[Labeled area outline items]
** START **

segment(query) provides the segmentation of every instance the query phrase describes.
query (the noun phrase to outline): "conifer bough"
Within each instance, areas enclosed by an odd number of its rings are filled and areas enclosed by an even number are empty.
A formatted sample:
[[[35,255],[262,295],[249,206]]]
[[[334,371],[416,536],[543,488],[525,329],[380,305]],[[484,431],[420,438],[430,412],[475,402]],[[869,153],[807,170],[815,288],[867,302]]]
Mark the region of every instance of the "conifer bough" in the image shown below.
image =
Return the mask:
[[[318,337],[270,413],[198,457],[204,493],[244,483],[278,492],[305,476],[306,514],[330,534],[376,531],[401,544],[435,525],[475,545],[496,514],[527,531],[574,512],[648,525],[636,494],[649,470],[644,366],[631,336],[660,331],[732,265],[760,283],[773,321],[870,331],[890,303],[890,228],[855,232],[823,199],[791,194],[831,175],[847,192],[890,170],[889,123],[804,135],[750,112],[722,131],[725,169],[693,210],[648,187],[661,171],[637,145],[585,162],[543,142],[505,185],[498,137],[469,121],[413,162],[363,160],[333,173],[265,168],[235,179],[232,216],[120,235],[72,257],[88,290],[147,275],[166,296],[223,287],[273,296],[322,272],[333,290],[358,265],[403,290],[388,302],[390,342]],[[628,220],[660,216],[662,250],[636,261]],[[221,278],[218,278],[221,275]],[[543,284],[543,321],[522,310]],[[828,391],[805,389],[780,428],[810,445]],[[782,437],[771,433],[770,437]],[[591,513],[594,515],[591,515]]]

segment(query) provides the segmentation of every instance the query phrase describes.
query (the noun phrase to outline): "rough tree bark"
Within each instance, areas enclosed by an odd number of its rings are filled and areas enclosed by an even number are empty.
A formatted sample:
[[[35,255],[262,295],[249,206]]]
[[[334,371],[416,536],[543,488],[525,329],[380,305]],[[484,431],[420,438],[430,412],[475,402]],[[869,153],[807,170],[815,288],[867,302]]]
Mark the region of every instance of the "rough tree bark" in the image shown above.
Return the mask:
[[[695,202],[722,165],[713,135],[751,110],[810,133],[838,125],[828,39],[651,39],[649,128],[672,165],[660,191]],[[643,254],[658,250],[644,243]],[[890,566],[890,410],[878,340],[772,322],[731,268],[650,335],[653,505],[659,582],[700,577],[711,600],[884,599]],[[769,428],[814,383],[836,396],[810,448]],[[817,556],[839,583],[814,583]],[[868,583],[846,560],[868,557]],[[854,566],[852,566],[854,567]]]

** END **

[AIM OF THE EXERCISE] Pull out every line in the records above that contains the word "query".

[WRITTEN REPLY]
segment(query) provides the segmentation of every instance the query phrase describes.
query (the noun phrase to outline): "conifer bough"
segment(query) provides the segmentation of every instance the query phrase describes.
query (the noun phrase to outline): "rough tree bark"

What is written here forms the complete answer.